• [PROBLEM SET]:
a – In the text on naming and versioning a port's Makefile, what happens to PORTREVISION each time PORTVERSION increases?
b – Extend the text on naming and versioning a port's Makefile, starting right after its final sentence.

• [TEXT SECTION]:
%%
The first part of the port's Makefile names
the port, describes its version number, and lists it in the correct
category.
You should set PORTNAME to the
base name of your port, and PORTVERSION
to the version number of the port.
The PORTREVISION variable is a
monotonically increasing value which is reset to 0 with
every increase of PORTVERSION (i.e.
every time a new official vendor release is made), and
appended to the package name if non-zero.
Changes to PORTREVISION are
used by automated tools (e.g. pkg_version(1))
to highlight the fact that a new package is
available.
PORTREVISION should be increased
each time a change is made to the port which significantly
affects the content or structure of the derived
package.
Examples of when PORTREVISION
should be bumped:
Addition of patches to correct security vulnerabilities, bugs, or to add new functionality to the port.
Changes to the port Makefile to enable or disable
compile-time options in the package.
Changes in the packing list or the install-time behavior of the package (e.g. change to a script which generates initial data for the package, like ssh host keys).
Version bump of a port's shared library dependency (in this case, someone trying to install the old package after installing a newer version of the dependency will fail since it will look for the old libfoo.x instead of libfoo.(x+1)).
Silent changes to the port distfile which have
significant functional differences, i.e. changes to
the distfile requiring a correction to
distinfo with no corresponding change to
PORTVERSION, where a diff
-ru of the old and new versions shows
non-trivial changes to the code.
Examples of changes which do not require a
PORTREVISION bump:
Style changes to the port skeleton with no functional change to what appears in the resulting package.
Changes to MASTER_SITES or
other functional changes to the port which do not
affect the resulting package.
%%
• [STORED ROWS]:
%%
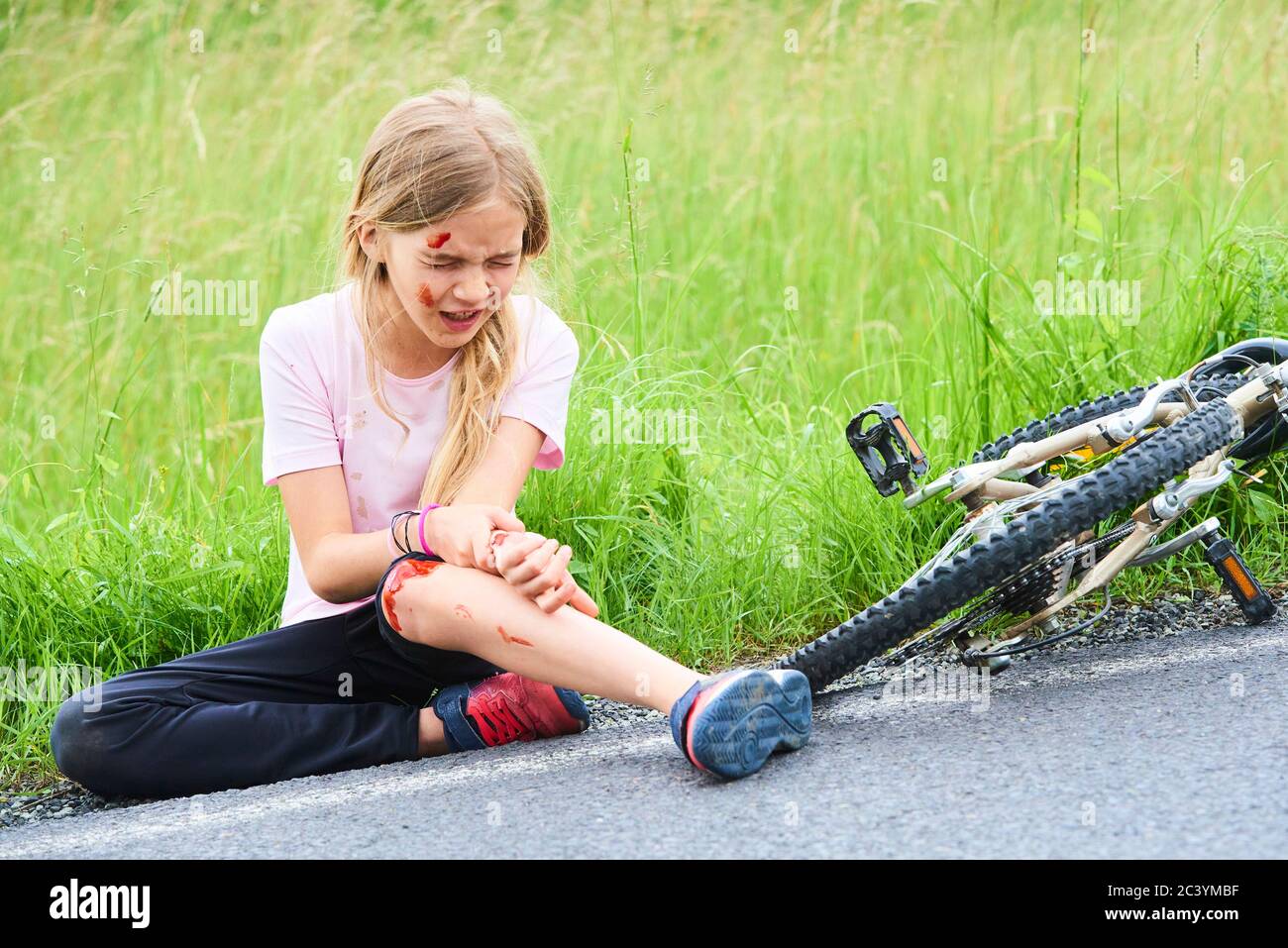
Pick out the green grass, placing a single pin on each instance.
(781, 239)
%%
%%
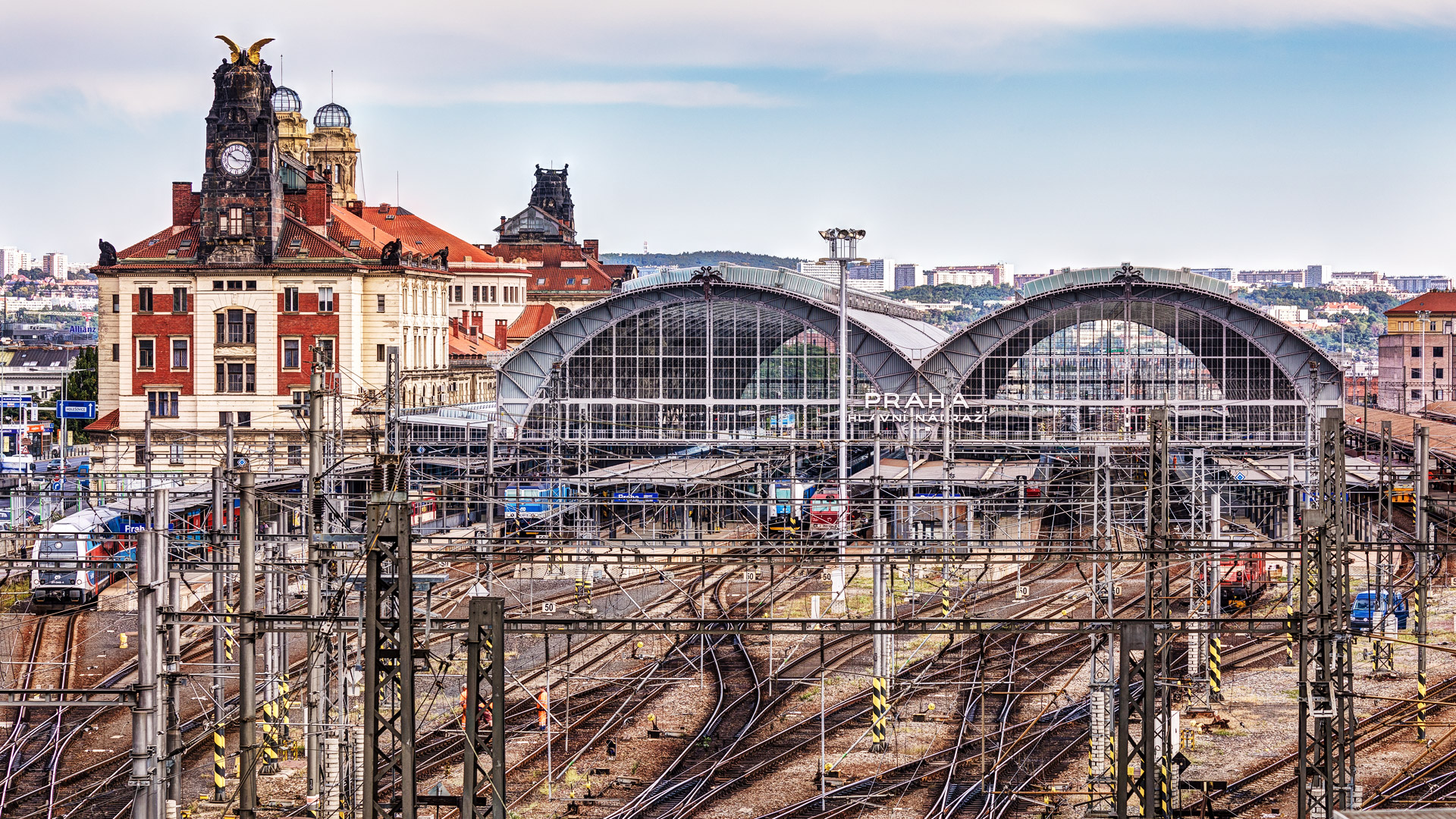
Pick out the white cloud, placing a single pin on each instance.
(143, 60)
%%
• [THE REPLIES]:
a – It is reset to 0.

b –
Trivial patches to the distfile such as correction of typos, which are not important enough that users of the package should go to the trouble of upgrading.
Build fixes which cause a package to become
compilable where it was previously failing (as long as
the changes do not introduce any functional change on
any other platforms on which the port did previously
build). Since PORTREVISION reflects
the content of the package, if the package was not
previously buildable then there is no need to increase
PORTREVISION to mark a
change.
A rule of thumb is to ask yourself whether a change
committed to a port is something which everyone
would benefit from having (either because of an
enhancement, fix, or by virtue that the new package will
actually work at all), and weigh that against that fact
that it will cause everyone who regularly updates their
ports tree to be compelled to update. If yes, the
PORTREVISION should be bumped.
From time to time a software vendor or FreeBSD porter will do something silly and release a version of their software which is actually numerically less than the previous version. An example of this is a port which goes from foo-20000801 to foo-1.0 (the former will be incorrectly treated as a newer version since 20000801 is a numerically greater value than 1).
In situations such as this, the
PORTEPOCH version should be increased.
If PORTEPOCH is nonzero it is appended
to the package name as described in section 0 above.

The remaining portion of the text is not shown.